start EXERCISE DATA

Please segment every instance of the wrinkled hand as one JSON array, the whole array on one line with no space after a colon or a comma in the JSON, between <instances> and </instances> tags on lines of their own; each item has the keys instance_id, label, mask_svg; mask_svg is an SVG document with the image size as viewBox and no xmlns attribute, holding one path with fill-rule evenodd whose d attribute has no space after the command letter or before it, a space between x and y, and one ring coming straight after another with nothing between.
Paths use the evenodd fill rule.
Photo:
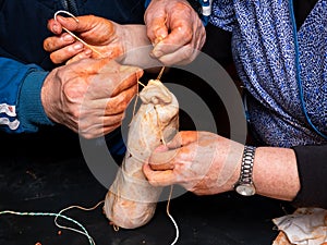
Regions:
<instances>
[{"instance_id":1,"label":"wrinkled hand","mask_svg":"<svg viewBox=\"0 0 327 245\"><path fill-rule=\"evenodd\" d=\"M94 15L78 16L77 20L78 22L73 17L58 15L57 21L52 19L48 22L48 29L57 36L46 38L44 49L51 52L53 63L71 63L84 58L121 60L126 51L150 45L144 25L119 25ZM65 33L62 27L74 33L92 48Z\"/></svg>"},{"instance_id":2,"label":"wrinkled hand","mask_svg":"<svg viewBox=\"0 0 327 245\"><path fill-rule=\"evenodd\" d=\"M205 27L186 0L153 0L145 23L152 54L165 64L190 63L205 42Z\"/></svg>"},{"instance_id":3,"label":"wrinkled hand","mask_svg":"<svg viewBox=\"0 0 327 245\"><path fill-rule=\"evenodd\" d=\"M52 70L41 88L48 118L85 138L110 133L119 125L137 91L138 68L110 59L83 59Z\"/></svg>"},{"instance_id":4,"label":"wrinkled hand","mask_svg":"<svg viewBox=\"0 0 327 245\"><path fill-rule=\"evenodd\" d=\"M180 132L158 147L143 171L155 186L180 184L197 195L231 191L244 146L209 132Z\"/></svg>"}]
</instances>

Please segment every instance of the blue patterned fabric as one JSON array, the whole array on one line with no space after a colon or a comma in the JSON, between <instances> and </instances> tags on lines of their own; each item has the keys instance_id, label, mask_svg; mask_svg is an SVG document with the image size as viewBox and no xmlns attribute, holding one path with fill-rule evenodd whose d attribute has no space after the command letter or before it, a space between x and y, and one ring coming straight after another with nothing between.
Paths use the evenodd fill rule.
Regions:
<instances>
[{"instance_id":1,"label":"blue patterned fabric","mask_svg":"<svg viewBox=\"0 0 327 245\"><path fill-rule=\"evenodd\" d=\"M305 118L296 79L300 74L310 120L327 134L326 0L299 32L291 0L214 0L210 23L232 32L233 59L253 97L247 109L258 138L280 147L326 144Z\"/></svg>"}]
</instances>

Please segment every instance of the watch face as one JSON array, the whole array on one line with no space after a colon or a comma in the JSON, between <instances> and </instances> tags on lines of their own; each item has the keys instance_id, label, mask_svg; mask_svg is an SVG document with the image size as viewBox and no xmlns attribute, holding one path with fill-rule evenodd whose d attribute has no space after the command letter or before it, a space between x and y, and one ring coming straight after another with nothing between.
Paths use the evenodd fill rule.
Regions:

end EXERCISE DATA

Convert all of the data above into a numbered list, one line per item, skipping blank lines and omitting the pictures.

FINAL ANSWER
1. Please segment every instance of the wrinkled hand as one JSON array, the whole array on one line with no space after a colon or a comma in the JSON, between <instances> and </instances> tags on lines of their own; each item has the keys instance_id, label, mask_svg; mask_svg is an SVG document with the image size as viewBox and no xmlns attribute, holding one path with fill-rule evenodd whose d attribute has no space after the command letter or before it, a space between x and y, and one ring coming straight after another with nothing between.
2. Paths use the evenodd fill rule.
3. Photo:
4. Regions:
5. <instances>
6. [{"instance_id":1,"label":"wrinkled hand","mask_svg":"<svg viewBox=\"0 0 327 245\"><path fill-rule=\"evenodd\" d=\"M94 15L78 16L77 20L78 22L73 17L58 15L57 21L52 19L48 22L48 29L57 36L46 38L44 49L51 52L53 63L71 63L84 58L121 60L126 51L150 45L144 25L119 25ZM65 33L62 27L74 33L92 48Z\"/></svg>"},{"instance_id":2,"label":"wrinkled hand","mask_svg":"<svg viewBox=\"0 0 327 245\"><path fill-rule=\"evenodd\" d=\"M205 27L186 0L153 0L145 23L152 54L165 64L190 63L205 42Z\"/></svg>"},{"instance_id":3,"label":"wrinkled hand","mask_svg":"<svg viewBox=\"0 0 327 245\"><path fill-rule=\"evenodd\" d=\"M52 70L41 88L48 118L85 138L110 133L119 125L137 91L138 68L110 59L83 59Z\"/></svg>"},{"instance_id":4,"label":"wrinkled hand","mask_svg":"<svg viewBox=\"0 0 327 245\"><path fill-rule=\"evenodd\" d=\"M180 132L158 147L143 171L155 186L180 184L197 195L231 191L244 146L209 132Z\"/></svg>"}]
7. </instances>
8. Please segment every instance of the blue patterned fabric as one JSON array, the whole array on one line with no space after a colon or a comma in the JSON, between <instances> and </instances> tags on lines of their own; each item has the keys instance_id, label, mask_svg; mask_svg is an SVG document with the image size as viewBox and no xmlns attribute, holding one path with fill-rule evenodd whose d attribute has no space after the command letter or before it, a space between x and y, and one ring coming straight after another with nothing between.
9. Paths use the evenodd fill rule.
10. Regions:
11. <instances>
12. [{"instance_id":1,"label":"blue patterned fabric","mask_svg":"<svg viewBox=\"0 0 327 245\"><path fill-rule=\"evenodd\" d=\"M305 118L296 79L300 74L310 120L327 134L326 0L299 32L291 0L214 0L210 23L232 32L233 59L253 97L247 109L258 138L280 147L326 144Z\"/></svg>"}]
13. </instances>
14. Please segment every instance of the watch face as one JSON array, the whole array on one line with no space after a colon or a comma in the JSON, between <instances> and </instances> tags on lines of their own; each item has the keys instance_id, label, mask_svg; mask_svg is an SVG document with the image size as viewBox and no xmlns attribute, holding one path with fill-rule evenodd whose d attribute has no space after the command letter or before it, a space between x and y, and one ring coming straight after another with nothing between.
15. Paths use the evenodd fill rule.
16. Regions:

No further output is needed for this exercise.